As shown in Table 6, the eigenvalues of category 0 mainly appeared in principal components 3 and 4, those of category 1 in principal component 5, those of category 2 in principal component 1, and those of category 3 in principal component 2. The comparison between Tables 6 and 7 shows that the eigenvalues were distributed similarly between the two parameter sets. The following results were drawn from the two tables:

(1) The top 5 principal components explain over 77% of the variance in the entire dataset.

(2) Principal component 1 (Dim1) explains 41% of the variance in the dataset; the greater the variance, the more important the component. This component has a significant positive correlation with the indices of absolute values in the categories of traffic, products and sales.

(3) Principal component 2 (Dim2) explains 16% of the variance in the dataset. This component has a significant positive correlation with the indices of ratios (conversion ratios) in the categories of products and traffic, and a significant negative correlation with indices about sold products, displayed products and visited products.

(4) Principal component 3 (Dim3) has a significant positive correlation with BR and ADV. It can be abstracted as the decoration quality and attractiveness of a store.

(5) Principal component 4 (Dim4) is positively correlated with BR and ADV, as well as several indices of ratios (conversion ratios).

Dataset items:

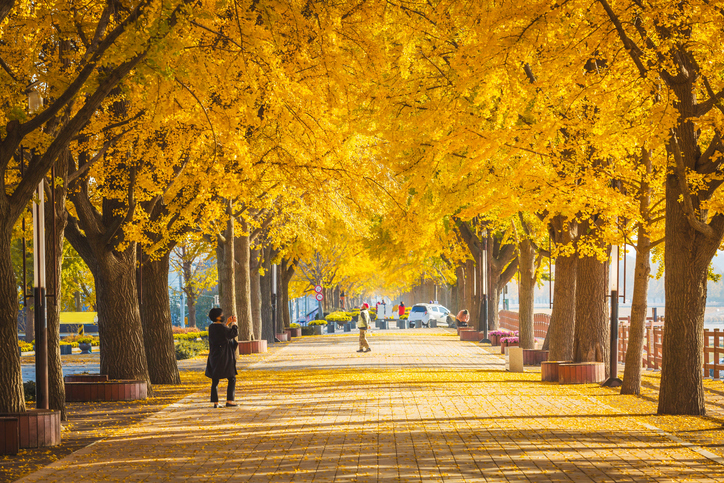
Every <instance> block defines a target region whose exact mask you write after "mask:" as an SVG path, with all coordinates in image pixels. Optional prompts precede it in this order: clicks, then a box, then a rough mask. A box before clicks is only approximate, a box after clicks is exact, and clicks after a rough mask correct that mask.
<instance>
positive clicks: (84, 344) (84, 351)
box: [77, 336, 94, 354]
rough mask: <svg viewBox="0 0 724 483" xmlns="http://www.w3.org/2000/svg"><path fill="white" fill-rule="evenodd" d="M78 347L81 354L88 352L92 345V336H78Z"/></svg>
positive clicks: (90, 349) (92, 339) (92, 338)
mask: <svg viewBox="0 0 724 483" xmlns="http://www.w3.org/2000/svg"><path fill="white" fill-rule="evenodd" d="M77 342H78V348H79V349H80V353H81V354H90V353H91V352H92V349H91V348H92V347H93V342H94V341H93V337H88V336H85V337H78V340H77Z"/></svg>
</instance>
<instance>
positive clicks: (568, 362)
mask: <svg viewBox="0 0 724 483" xmlns="http://www.w3.org/2000/svg"><path fill="white" fill-rule="evenodd" d="M570 362H571V361H543V362H541V363H540V376H541V381H547V382H558V367H559V366H560V365H561V364H569V363H570Z"/></svg>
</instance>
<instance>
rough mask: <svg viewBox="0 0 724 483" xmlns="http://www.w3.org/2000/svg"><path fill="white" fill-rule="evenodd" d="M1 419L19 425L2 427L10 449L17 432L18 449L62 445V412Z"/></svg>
mask: <svg viewBox="0 0 724 483" xmlns="http://www.w3.org/2000/svg"><path fill="white" fill-rule="evenodd" d="M144 384H145V383H144ZM0 418H3V419H5V418H8V419H11V420H12V419H15V420H17V425H14V424H13V423H12V421H9V422H8V424H7V425H4V427H2V429H5V432H0V437H3V436H4V437H5V441H6V443H5V444H7V442H8V436H9V439H10V441H9V442H10V446H11V447H10V448H9V449H13V448H12V443H13V441H12V440H13V439H14V438H15V434H16V433H15V431H17V435H18V438H19V439H18V440H17V441H18V448H44V447H47V446H57V445H59V444H60V411H53V410H47V409H32V410H30V411H26V412H24V413H4V414H0ZM8 432H9V434H8ZM16 453H17V451H16Z"/></svg>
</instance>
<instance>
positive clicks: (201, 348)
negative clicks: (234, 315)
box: [175, 340, 209, 361]
mask: <svg viewBox="0 0 724 483" xmlns="http://www.w3.org/2000/svg"><path fill="white" fill-rule="evenodd" d="M208 348H209V342H208V341H195V340H193V341H191V340H182V341H179V343H178V344H176V346H175V349H176V360H177V361H180V360H182V359H191V358H192V357H196V356H197V355H199V354H200V353H202V352H203V351H204V350H207V349H208Z"/></svg>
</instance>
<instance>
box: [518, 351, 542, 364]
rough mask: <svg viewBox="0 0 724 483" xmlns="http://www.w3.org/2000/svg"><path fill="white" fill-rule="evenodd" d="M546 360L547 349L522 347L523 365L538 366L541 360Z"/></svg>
mask: <svg viewBox="0 0 724 483" xmlns="http://www.w3.org/2000/svg"><path fill="white" fill-rule="evenodd" d="M547 360H548V351H544V350H540V349H523V365H525V366H539V365H540V364H541V362H543V361H547Z"/></svg>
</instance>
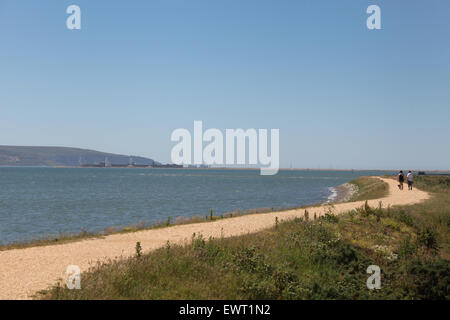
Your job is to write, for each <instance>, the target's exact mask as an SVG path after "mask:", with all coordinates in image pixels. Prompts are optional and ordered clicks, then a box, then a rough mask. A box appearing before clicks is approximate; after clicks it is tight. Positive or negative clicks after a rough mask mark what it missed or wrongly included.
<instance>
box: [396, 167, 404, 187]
mask: <svg viewBox="0 0 450 320" xmlns="http://www.w3.org/2000/svg"><path fill="white" fill-rule="evenodd" d="M397 178H398V183H399V184H398V188H399V189H400V190H403V182H404V181H405V175H404V174H403V170H400V172H399V173H398V176H397Z"/></svg>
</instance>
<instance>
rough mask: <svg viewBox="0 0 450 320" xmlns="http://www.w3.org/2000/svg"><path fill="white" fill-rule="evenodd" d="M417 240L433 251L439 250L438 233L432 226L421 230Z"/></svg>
mask: <svg viewBox="0 0 450 320" xmlns="http://www.w3.org/2000/svg"><path fill="white" fill-rule="evenodd" d="M417 240H418V242H419V243H420V244H422V245H423V246H425V247H426V248H427V249H428V250H431V251H432V252H433V253H437V252H438V251H439V245H438V240H437V234H436V232H435V231H434V230H433V229H432V228H430V227H425V228H424V229H423V230H421V231H419V233H418V235H417Z"/></svg>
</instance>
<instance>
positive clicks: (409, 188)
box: [406, 170, 414, 190]
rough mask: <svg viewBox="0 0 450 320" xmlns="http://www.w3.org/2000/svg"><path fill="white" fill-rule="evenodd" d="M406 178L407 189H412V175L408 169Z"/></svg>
mask: <svg viewBox="0 0 450 320" xmlns="http://www.w3.org/2000/svg"><path fill="white" fill-rule="evenodd" d="M406 180H408V190H412V185H413V183H414V175H413V173H412V172H411V170H409V171H408V174H407V175H406Z"/></svg>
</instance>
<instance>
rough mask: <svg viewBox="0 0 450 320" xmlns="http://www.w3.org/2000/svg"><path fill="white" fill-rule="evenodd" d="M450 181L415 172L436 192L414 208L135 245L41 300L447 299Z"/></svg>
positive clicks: (440, 178) (44, 293) (293, 222)
mask: <svg viewBox="0 0 450 320" xmlns="http://www.w3.org/2000/svg"><path fill="white" fill-rule="evenodd" d="M441 179H443V180H441ZM367 181H369V180H367ZM449 182H450V178H448V177H447V178H433V177H426V178H421V177H418V178H417V180H416V185H417V186H418V187H420V188H422V189H424V190H428V191H432V192H433V197H432V198H431V199H430V200H427V201H426V202H424V203H422V204H417V205H413V206H405V207H395V208H387V209H379V208H370V207H369V206H367V204H366V205H365V206H363V207H362V208H359V209H358V210H354V211H351V212H348V213H346V214H342V215H339V216H333V215H330V214H329V215H326V216H324V217H322V218H319V219H317V220H314V221H311V220H305V219H296V220H293V221H289V222H284V223H280V224H278V223H277V224H275V221H274V227H273V228H272V229H269V230H265V231H262V232H259V233H255V234H250V235H245V236H241V237H235V238H226V239H203V238H202V236H201V235H193V237H192V241H191V243H190V244H189V245H185V246H177V245H171V244H169V243H168V244H167V246H166V247H165V248H161V249H159V250H156V251H154V252H151V253H149V254H144V255H142V254H140V251H139V250H137V254H136V257H134V258H130V259H125V260H115V261H110V262H108V263H103V264H99V265H97V266H96V267H94V268H92V269H91V270H90V271H89V272H87V273H83V274H82V276H81V286H82V289H81V290H68V289H67V288H65V287H64V286H62V285H55V286H54V287H52V288H50V289H49V290H47V291H43V292H41V293H39V294H38V296H37V298H41V299H449V298H450V261H449V260H448V254H449V227H450V197H449V195H450V194H449V188H448V184H449ZM369 195H370V194H367V196H369ZM144 249H145V248H144ZM372 264H375V265H378V266H380V268H381V271H382V279H381V287H382V288H381V289H380V290H368V289H367V287H366V280H367V278H368V274H367V273H366V270H367V267H368V266H369V265H372Z"/></svg>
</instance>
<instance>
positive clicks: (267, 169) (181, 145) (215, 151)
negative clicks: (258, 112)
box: [170, 121, 280, 175]
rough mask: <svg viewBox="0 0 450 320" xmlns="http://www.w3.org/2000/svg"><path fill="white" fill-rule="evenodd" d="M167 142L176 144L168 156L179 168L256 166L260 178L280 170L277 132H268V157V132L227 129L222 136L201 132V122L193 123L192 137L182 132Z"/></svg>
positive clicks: (260, 130) (267, 130) (213, 133)
mask: <svg viewBox="0 0 450 320" xmlns="http://www.w3.org/2000/svg"><path fill="white" fill-rule="evenodd" d="M224 136H225V143H224ZM170 139H171V140H172V141H175V142H178V143H177V144H176V145H175V146H174V147H173V148H172V152H171V160H172V162H173V163H175V164H178V165H216V166H223V165H227V166H232V165H251V166H258V165H259V168H260V172H261V175H274V174H277V172H278V169H279V163H280V155H279V153H280V146H279V145H280V143H279V140H280V130H279V129H270V155H269V153H268V151H269V146H268V144H269V137H268V130H267V129H258V130H256V129H247V130H243V129H226V130H225V135H224V134H223V133H222V131H220V130H219V129H214V128H211V129H207V130H206V131H205V132H203V122H202V121H194V134H193V135H191V132H190V131H189V130H187V129H182V128H181V129H176V130H174V131H173V132H172V135H171V137H170ZM204 142H206V143H207V145H206V146H204ZM247 142H248V143H247ZM192 151H193V152H192ZM192 153H193V157H192Z"/></svg>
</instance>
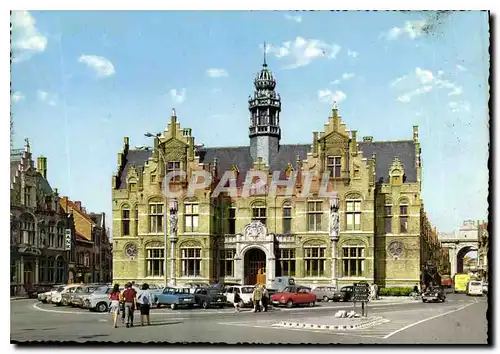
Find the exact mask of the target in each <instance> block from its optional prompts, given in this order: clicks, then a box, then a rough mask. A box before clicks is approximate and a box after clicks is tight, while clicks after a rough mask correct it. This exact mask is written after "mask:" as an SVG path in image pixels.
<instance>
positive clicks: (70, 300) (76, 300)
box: [69, 284, 103, 307]
mask: <svg viewBox="0 0 500 354" xmlns="http://www.w3.org/2000/svg"><path fill="white" fill-rule="evenodd" d="M102 286H103V285H97V284H93V285H85V286H82V287H81V288H77V289H76V290H75V291H74V292H73V294H71V297H70V300H69V304H70V305H71V306H74V307H82V306H83V298H84V297H85V296H87V295H89V294H92V293H93V292H94V291H95V290H96V289H98V288H100V287H102Z"/></svg>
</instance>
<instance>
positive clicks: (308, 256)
mask: <svg viewBox="0 0 500 354" xmlns="http://www.w3.org/2000/svg"><path fill="white" fill-rule="evenodd" d="M325 269H326V245H324V244H320V245H317V244H306V245H304V276H305V277H309V278H310V277H323V276H325Z"/></svg>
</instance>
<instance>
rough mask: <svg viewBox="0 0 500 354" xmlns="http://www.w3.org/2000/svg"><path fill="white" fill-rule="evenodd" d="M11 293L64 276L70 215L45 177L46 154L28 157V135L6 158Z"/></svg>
mask: <svg viewBox="0 0 500 354" xmlns="http://www.w3.org/2000/svg"><path fill="white" fill-rule="evenodd" d="M10 182H11V183H10V222H11V229H10V262H11V266H10V285H11V296H13V295H24V294H26V293H27V292H31V291H34V290H35V289H36V288H39V287H48V286H50V285H51V284H55V283H66V282H67V280H68V264H69V254H68V252H67V251H66V250H65V238H66V230H70V229H71V225H72V219H71V218H68V215H67V214H66V213H65V211H64V210H63V209H62V208H61V207H60V205H59V195H58V193H57V189H54V190H53V189H52V188H51V186H50V184H49V182H48V180H47V158H45V157H43V156H40V157H38V159H37V165H36V166H35V162H34V161H33V159H32V153H31V149H30V145H29V141H28V139H26V145H25V147H24V150H12V151H11V160H10Z"/></svg>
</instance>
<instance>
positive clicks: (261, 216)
mask: <svg viewBox="0 0 500 354" xmlns="http://www.w3.org/2000/svg"><path fill="white" fill-rule="evenodd" d="M252 220H259V221H260V222H262V223H263V224H264V225H265V224H266V207H265V206H254V207H253V208H252Z"/></svg>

What to work on: Change the passage on principal components from "(3) Principal component" up to and including "and visited products.", replacing "displayed products" with "listed products". None of the rows is required here.

Solution to the exercise:
(3) Principal component 2 (Dim2) explains 16% of the variance in the dataset. This component has a significant positive correlation with the indices of ratios (conversion ratios) in the categories of products and traffic, and a significant negative correlation with indices about sold products, listed products and visited products.